**Dataset records**
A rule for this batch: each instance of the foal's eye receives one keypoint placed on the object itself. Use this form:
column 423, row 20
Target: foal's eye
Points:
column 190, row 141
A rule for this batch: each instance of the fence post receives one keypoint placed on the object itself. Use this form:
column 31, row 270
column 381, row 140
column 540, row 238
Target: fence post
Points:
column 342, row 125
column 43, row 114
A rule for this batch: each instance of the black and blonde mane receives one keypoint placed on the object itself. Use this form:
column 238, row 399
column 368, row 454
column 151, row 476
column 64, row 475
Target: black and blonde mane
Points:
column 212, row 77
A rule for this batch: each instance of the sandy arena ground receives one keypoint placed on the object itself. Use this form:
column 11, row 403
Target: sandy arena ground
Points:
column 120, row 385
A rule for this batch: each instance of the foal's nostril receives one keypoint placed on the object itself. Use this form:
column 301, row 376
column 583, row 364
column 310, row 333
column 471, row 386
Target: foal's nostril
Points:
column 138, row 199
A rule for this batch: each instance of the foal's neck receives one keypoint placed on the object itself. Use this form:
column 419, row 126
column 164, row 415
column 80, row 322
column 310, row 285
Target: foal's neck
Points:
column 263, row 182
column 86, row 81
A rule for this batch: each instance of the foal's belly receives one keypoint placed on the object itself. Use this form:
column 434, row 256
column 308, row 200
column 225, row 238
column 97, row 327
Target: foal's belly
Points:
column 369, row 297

--

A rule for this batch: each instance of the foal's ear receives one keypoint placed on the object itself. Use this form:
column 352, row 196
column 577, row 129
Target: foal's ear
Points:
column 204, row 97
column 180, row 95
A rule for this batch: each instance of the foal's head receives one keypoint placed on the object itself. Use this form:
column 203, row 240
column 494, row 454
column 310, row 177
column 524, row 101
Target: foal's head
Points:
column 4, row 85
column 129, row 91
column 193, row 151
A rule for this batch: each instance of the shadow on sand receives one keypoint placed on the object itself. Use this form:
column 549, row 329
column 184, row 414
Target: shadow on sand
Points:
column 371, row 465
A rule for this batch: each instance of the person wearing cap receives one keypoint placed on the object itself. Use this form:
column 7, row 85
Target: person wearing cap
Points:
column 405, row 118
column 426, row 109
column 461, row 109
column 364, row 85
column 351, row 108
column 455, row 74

---

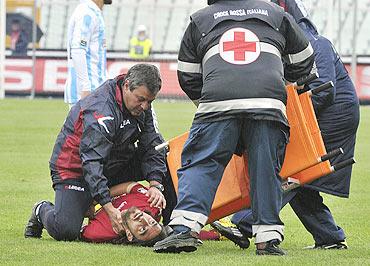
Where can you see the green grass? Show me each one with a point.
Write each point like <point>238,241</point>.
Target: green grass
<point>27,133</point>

**Required action**
Above are the records. Copy the lines beginning at the one that has "column 151, row 476" and ending with the one that has "Target: foal's nostril", unchanged.

**Exercise response**
column 151, row 476
column 64, row 475
Target: black and blonde mane
Points:
column 212, row 77
A rule for this batch: each instance of the sandy arena ground receives one keypoint placed on the object itself. Use this form:
column 11, row 403
Target: sandy arena ground
Points:
column 120, row 385
A rule for this batch: each instance of the foal's nostril receives one keypoint placed on the object itself. Use this form:
column 301, row 376
column 583, row 364
column 310, row 333
column 471, row 386
Target: foal's nostril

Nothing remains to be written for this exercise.